__Data supplied__
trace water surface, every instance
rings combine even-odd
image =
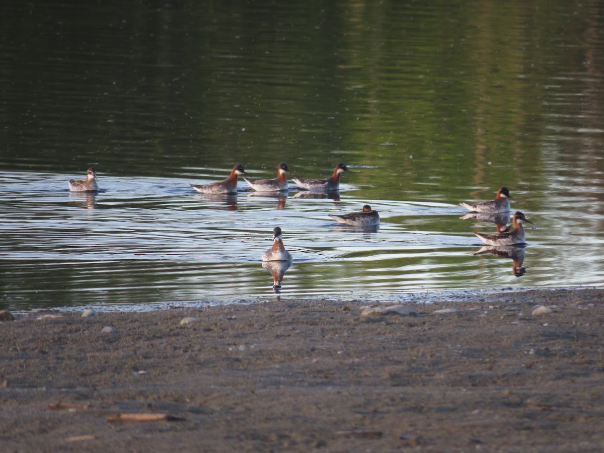
[[[396,300],[603,281],[603,2],[0,7],[0,307]],[[198,194],[236,163],[295,188]],[[103,191],[70,194],[94,166]],[[525,274],[460,201],[509,187]],[[379,230],[328,215],[368,203]],[[530,225],[528,225],[530,226]]]

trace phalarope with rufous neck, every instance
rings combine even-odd
[[[358,213],[344,214],[342,216],[330,215],[336,222],[353,226],[374,226],[379,225],[379,214],[371,209],[369,205],[365,205],[363,210]]]
[[[281,238],[283,231],[278,226],[272,230],[272,247],[262,254],[262,261],[291,261],[292,255],[285,249]]]
[[[527,268],[522,267],[524,263],[524,255],[526,253],[524,246],[504,245],[495,246],[484,245],[481,247],[474,255],[481,255],[483,253],[490,253],[493,256],[500,258],[510,258],[513,260],[512,265],[512,273],[515,277],[522,277],[526,274]]]
[[[96,192],[98,191],[98,185],[95,181],[97,172],[91,167],[86,172],[85,179],[69,181],[69,191],[72,192]]]
[[[484,201],[482,203],[477,203],[474,205],[467,203],[460,203],[459,204],[468,211],[472,211],[475,213],[503,213],[510,210],[509,198],[512,198],[510,191],[507,190],[507,187],[501,187],[497,191],[497,196],[494,200]]]
[[[209,184],[191,184],[191,187],[201,193],[236,193],[237,177],[245,174],[243,165],[237,164],[233,167],[233,171],[226,179],[210,182]]]
[[[527,220],[524,214],[519,211],[514,214],[512,222],[513,229],[511,231],[500,233],[498,234],[483,234],[480,233],[475,233],[474,234],[488,245],[512,245],[523,243],[526,236],[524,228],[522,228],[522,222],[526,222],[531,225],[533,225],[533,222]]]
[[[345,164],[341,162],[336,165],[333,174],[324,179],[303,179],[301,178],[292,178],[292,180],[302,188],[312,192],[328,192],[339,190],[340,175],[344,172],[350,172]]]
[[[288,185],[288,180],[285,178],[285,173],[289,173],[289,169],[288,164],[284,162],[281,162],[277,165],[277,176],[272,179],[251,179],[249,178],[244,178],[245,182],[249,184],[249,187],[257,192],[275,192],[282,190],[287,190],[289,187]]]

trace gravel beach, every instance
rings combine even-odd
[[[0,451],[602,451],[604,290],[491,296],[15,315]]]

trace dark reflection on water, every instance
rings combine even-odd
[[[284,296],[600,284],[603,4],[3,2],[0,306],[264,297],[276,225]],[[326,198],[189,187],[281,161],[356,168]],[[459,219],[502,185],[539,225],[522,279]],[[379,231],[327,217],[364,203]]]

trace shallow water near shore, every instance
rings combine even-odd
[[[212,196],[193,192],[185,178],[108,176],[101,181],[110,190],[73,194],[65,179],[0,174],[11,188],[0,192],[5,307],[249,301],[276,294],[429,300],[455,289],[602,281],[604,263],[592,245],[567,243],[584,233],[544,228],[545,216],[533,219],[538,226],[527,231],[522,249],[529,267],[517,278],[511,259],[474,255],[481,247],[472,231],[494,225],[460,219],[464,210],[447,203],[361,199],[350,184],[336,199],[298,198],[294,190],[258,196],[243,191],[245,183],[237,195]],[[328,217],[365,202],[380,212],[379,229],[348,228]],[[277,225],[294,257],[278,289],[260,260]]]
[[[602,2],[210,3],[1,7],[0,308],[604,281]],[[190,187],[280,161],[352,171],[324,198]],[[101,191],[69,193],[90,166]],[[495,225],[458,203],[503,185],[535,225],[481,250]],[[365,204],[379,229],[329,217]],[[277,290],[275,226],[294,257]]]

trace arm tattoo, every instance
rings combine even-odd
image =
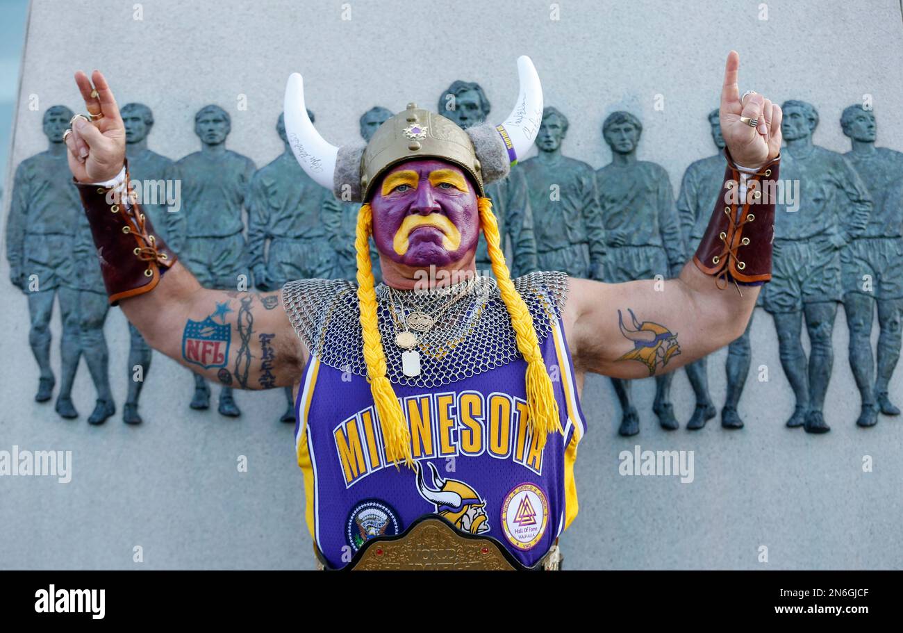
[[[189,319],[182,333],[182,358],[205,369],[228,363],[228,345],[231,328],[226,322],[226,313],[232,310],[228,302],[217,303],[217,309],[203,321]],[[217,322],[214,317],[219,317]]]
[[[241,345],[235,357],[235,379],[241,386],[242,389],[247,388],[247,371],[251,367],[251,333],[254,331],[254,312],[251,312],[251,303],[254,297],[247,295],[241,297],[241,306],[238,308],[238,314],[236,317],[236,328],[238,330],[238,338]]]
[[[275,338],[275,334],[257,335],[260,340],[261,363],[260,363],[260,386],[265,389],[272,389],[276,386],[276,377],[273,374],[273,364],[276,358],[275,350],[270,342]]]
[[[641,323],[637,321],[632,310],[628,308],[628,312],[630,312],[633,329],[630,330],[624,325],[624,317],[619,310],[618,311],[618,326],[624,338],[633,341],[633,349],[621,355],[616,360],[638,360],[646,365],[649,370],[649,376],[652,376],[656,369],[667,365],[672,357],[680,354],[677,335],[672,334],[671,330],[664,325],[651,321],[644,321]]]

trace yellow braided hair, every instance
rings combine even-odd
[[[370,233],[373,230],[373,209],[369,202],[361,205],[358,213],[358,229],[354,240],[358,253],[358,303],[360,306],[360,329],[364,338],[364,360],[370,393],[377,405],[377,415],[383,427],[386,459],[390,462],[404,461],[414,468],[411,455],[411,432],[405,421],[401,405],[386,377],[386,352],[377,321],[377,291],[374,288],[373,263],[370,261]]]
[[[533,325],[533,316],[526,303],[514,287],[511,275],[505,263],[498,235],[498,224],[492,212],[492,201],[481,197],[477,201],[480,225],[486,236],[492,272],[496,275],[502,302],[511,317],[517,349],[526,360],[527,418],[534,437],[538,438],[540,449],[545,446],[546,435],[558,432],[563,433],[558,416],[552,379],[545,369],[539,340]],[[377,319],[377,293],[374,287],[373,264],[370,261],[369,238],[373,230],[373,209],[370,204],[361,205],[358,214],[355,250],[358,255],[358,302],[360,308],[360,327],[363,335],[364,360],[370,382],[370,393],[376,404],[377,414],[383,429],[386,457],[389,461],[404,461],[414,468],[411,454],[411,432],[407,427],[401,405],[396,396],[392,383],[386,376],[386,352],[379,335]]]
[[[543,448],[545,446],[545,436],[548,433],[556,431],[563,434],[564,433],[558,417],[558,403],[552,388],[552,378],[545,370],[543,353],[539,350],[539,340],[533,326],[533,316],[524,299],[514,287],[511,275],[505,264],[505,254],[498,235],[498,223],[496,222],[496,216],[492,212],[492,200],[485,197],[479,198],[477,200],[477,208],[479,209],[479,221],[489,247],[492,272],[496,275],[502,302],[511,317],[517,349],[526,360],[526,405],[530,430],[534,437],[538,437],[539,446]]]

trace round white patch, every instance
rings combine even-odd
[[[512,545],[523,550],[535,547],[549,523],[545,493],[532,483],[516,486],[502,504],[501,523]]]

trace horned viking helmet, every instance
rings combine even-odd
[[[414,158],[453,163],[472,177],[483,196],[486,184],[507,176],[517,157],[526,154],[542,123],[543,90],[529,57],[517,58],[517,101],[499,125],[487,123],[465,131],[412,103],[386,121],[366,145],[336,147],[320,135],[307,116],[304,82],[295,72],[285,86],[289,145],[307,174],[340,200],[368,200],[383,173]]]

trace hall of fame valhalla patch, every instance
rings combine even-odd
[[[502,529],[518,549],[535,547],[549,525],[549,504],[543,489],[532,483],[516,486],[502,504]]]

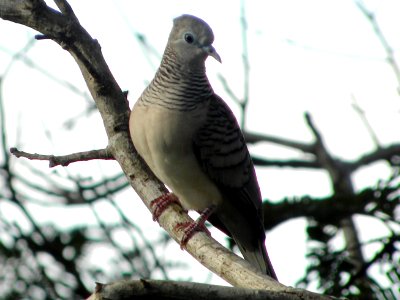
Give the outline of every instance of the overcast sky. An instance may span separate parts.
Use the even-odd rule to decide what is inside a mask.
[[[46,2],[51,4],[51,1]],[[217,74],[222,74],[232,90],[242,96],[240,1],[69,2],[81,24],[93,38],[99,40],[118,83],[123,90],[129,90],[131,105],[154,75],[159,63],[156,53],[162,54],[164,50],[172,19],[183,13],[203,18],[214,30],[214,46],[223,61],[222,64],[208,61],[209,78],[214,90],[226,99],[235,113],[239,113]],[[395,0],[364,3],[376,14],[382,32],[393,47],[396,58],[399,58],[400,3]],[[310,142],[312,134],[303,116],[308,111],[329,150],[337,157],[355,159],[376,147],[352,106],[356,100],[382,145],[399,141],[399,82],[386,62],[386,53],[371,23],[355,2],[247,1],[245,12],[251,68],[247,129]],[[144,55],[149,50],[138,43],[136,34],[145,35],[151,49],[155,50],[154,55]],[[0,20],[0,74],[6,70],[12,53],[21,51],[33,35],[30,29]],[[54,42],[36,42],[29,49],[28,57],[48,74],[73,84],[82,93],[87,92],[78,67],[68,53]],[[97,114],[87,120],[81,119],[77,130],[65,131],[65,119],[79,115],[85,110],[86,103],[59,82],[36,69],[27,68],[22,62],[14,64],[7,73],[3,97],[7,109],[9,146],[20,145],[26,151],[57,155],[106,145],[102,121]],[[301,153],[271,145],[252,147],[251,151],[269,158],[303,157]],[[46,163],[34,164],[51,172]],[[93,170],[98,170],[97,175],[93,174]],[[61,173],[94,178],[117,171],[115,163],[110,162],[82,163],[71,165],[68,170],[59,170]],[[258,168],[257,174],[263,196],[272,200],[305,194],[327,196],[331,192],[328,177],[323,172]],[[388,176],[385,164],[376,164],[358,172],[354,177],[355,185],[360,189]],[[132,209],[132,200],[127,200],[130,197],[134,198],[132,190],[119,197],[119,204],[126,210]],[[132,218],[141,216],[145,219],[143,228],[157,235],[160,230],[158,225],[151,221],[144,205],[139,207],[140,203],[135,201]],[[98,208],[101,214],[107,211],[106,205],[102,205]],[[18,219],[15,208],[8,205],[7,209],[13,212],[12,217]],[[32,210],[40,220],[55,221],[56,213],[49,214],[40,207],[32,207]],[[75,216],[72,211],[62,213]],[[82,209],[82,214],[85,213],[87,211]],[[103,217],[113,221],[113,216],[104,214]],[[93,217],[87,215],[74,220],[78,223],[95,222]],[[358,224],[366,224],[364,221],[360,218]],[[288,285],[294,285],[304,272],[304,224],[303,220],[283,224],[267,236],[267,248],[278,277]],[[379,227],[379,224],[373,225]],[[377,236],[379,234],[382,231],[376,233]],[[213,232],[215,235],[218,236]],[[340,239],[337,242],[340,244]],[[177,245],[171,245],[171,253],[177,249]],[[191,261],[189,257],[182,257]],[[194,270],[200,268],[196,262],[193,265]],[[197,273],[192,278],[205,281],[208,275],[203,271],[194,271]],[[176,276],[184,275],[179,273]],[[213,282],[220,283],[217,279]]]

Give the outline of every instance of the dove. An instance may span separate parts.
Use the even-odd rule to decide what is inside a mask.
[[[200,217],[182,224],[182,246],[196,231],[208,232],[208,220],[234,239],[245,260],[277,280],[243,133],[206,75],[207,57],[221,62],[213,41],[213,31],[202,19],[174,19],[154,79],[132,108],[130,135],[139,155],[171,190],[152,201],[154,219],[172,202],[195,210]]]

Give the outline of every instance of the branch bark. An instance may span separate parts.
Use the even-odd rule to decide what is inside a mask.
[[[43,0],[4,0],[0,2],[0,17],[41,32],[43,35],[38,36],[39,39],[51,39],[73,56],[102,116],[109,141],[107,149],[150,209],[151,201],[166,193],[167,189],[133,148],[128,131],[130,110],[126,97],[111,74],[98,42],[81,27],[67,1],[56,0],[55,3],[60,11],[48,7]],[[159,223],[179,242],[183,233],[176,229],[176,225],[189,220],[181,207],[173,205],[163,213]],[[297,291],[258,273],[205,233],[194,235],[186,249],[200,263],[234,286]],[[307,291],[301,294],[314,295]],[[320,296],[323,298],[326,297]]]
[[[161,280],[119,281],[111,284],[97,283],[95,292],[87,300],[101,299],[161,299],[161,300],[312,300],[335,299],[317,294],[304,293],[304,290],[262,291],[245,288],[232,288],[194,282],[171,282]]]

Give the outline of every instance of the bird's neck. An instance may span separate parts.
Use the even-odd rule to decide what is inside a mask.
[[[190,111],[203,105],[213,93],[204,62],[195,68],[184,66],[173,52],[166,50],[154,79],[143,92],[140,101],[144,105]]]

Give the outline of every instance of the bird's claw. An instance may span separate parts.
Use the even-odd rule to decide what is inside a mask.
[[[188,221],[179,223],[178,225],[175,226],[175,229],[183,230],[183,236],[180,242],[182,250],[186,248],[187,243],[196,232],[202,231],[208,236],[211,236],[211,232],[207,229],[206,225],[202,222],[197,222],[197,221]]]
[[[152,209],[153,221],[158,222],[158,219],[160,218],[164,210],[166,210],[167,207],[170,206],[172,203],[181,205],[178,197],[175,196],[173,193],[164,194],[151,201],[150,207]]]

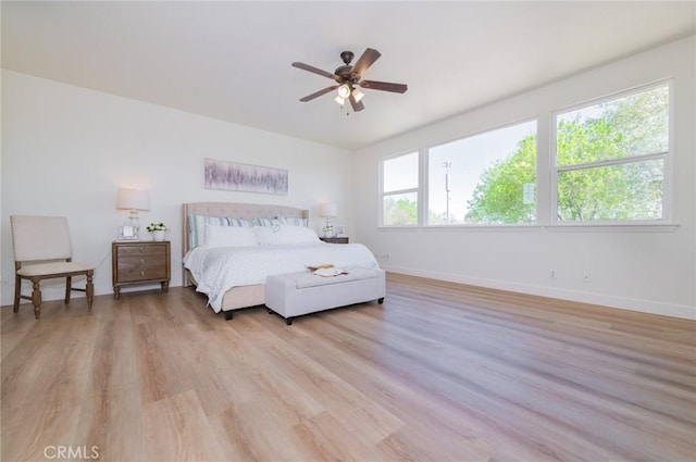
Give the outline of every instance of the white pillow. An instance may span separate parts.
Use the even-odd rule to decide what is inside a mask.
[[[304,226],[254,226],[253,230],[262,246],[297,246],[320,241],[314,229]]]
[[[215,225],[206,225],[206,244],[209,247],[250,247],[259,245],[253,228]]]

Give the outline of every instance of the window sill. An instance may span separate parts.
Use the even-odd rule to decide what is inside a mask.
[[[545,229],[549,233],[674,233],[679,224],[562,224],[562,225],[405,225],[405,226],[377,226],[378,232],[486,232],[486,233],[533,233]]]
[[[549,233],[674,233],[679,224],[616,224],[593,225],[568,223],[544,226]]]

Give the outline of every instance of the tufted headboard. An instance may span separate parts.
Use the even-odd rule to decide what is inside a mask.
[[[309,218],[309,210],[287,205],[239,202],[191,202],[183,205],[182,255],[191,249],[191,229],[189,214],[204,216],[224,216],[232,218],[277,218],[278,216]],[[184,270],[184,287],[189,286],[190,275]]]

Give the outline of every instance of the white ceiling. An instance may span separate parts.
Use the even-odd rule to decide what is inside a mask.
[[[10,2],[2,66],[154,104],[357,149],[696,30],[696,2]],[[382,58],[346,115],[339,53]],[[353,61],[355,62],[355,61]]]

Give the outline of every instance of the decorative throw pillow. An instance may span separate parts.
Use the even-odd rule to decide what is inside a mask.
[[[316,233],[304,226],[254,226],[253,230],[262,246],[298,246],[320,241]]]
[[[254,247],[259,242],[250,227],[206,225],[206,244],[209,247]]]

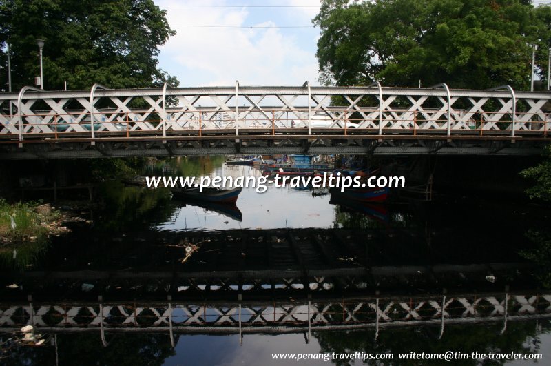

__Exercise instructions__
Rewrite the rows from the line with "Give the outline of every instance of the tufted" up to and including the last line of the rows, changing "white ceiling" to "plain ceiling" and leaving everything else as it is. Omit the pictures from your answer.

__Completed exercise__
Give the outline of every instance of the tufted headboard. An instance may span separate parts.
Use the even-odd rule to decide what is inside a mask.
[[[309,218],[309,210],[287,205],[239,202],[191,202],[183,205],[182,255],[191,249],[191,229],[189,214],[204,216],[224,216],[232,218],[277,218],[278,216]],[[184,270],[184,287],[189,286],[190,275]]]

Give the outline of every instance of the plain ceiling. An instance may span separate parts.
Use the even-odd rule to decide what is inside a mask.
[[[10,2],[2,66],[154,104],[357,149],[696,30],[696,2]],[[382,58],[346,115],[339,53]],[[353,61],[355,62],[355,61]]]

Give the outline of every instance of the decorative throw pillow. An instance may span separate parts.
Use the even-odd rule to decide what is inside a mask.
[[[316,233],[304,226],[254,226],[253,230],[262,246],[298,246],[320,241]]]
[[[254,247],[259,242],[250,227],[206,225],[206,244],[209,247]]]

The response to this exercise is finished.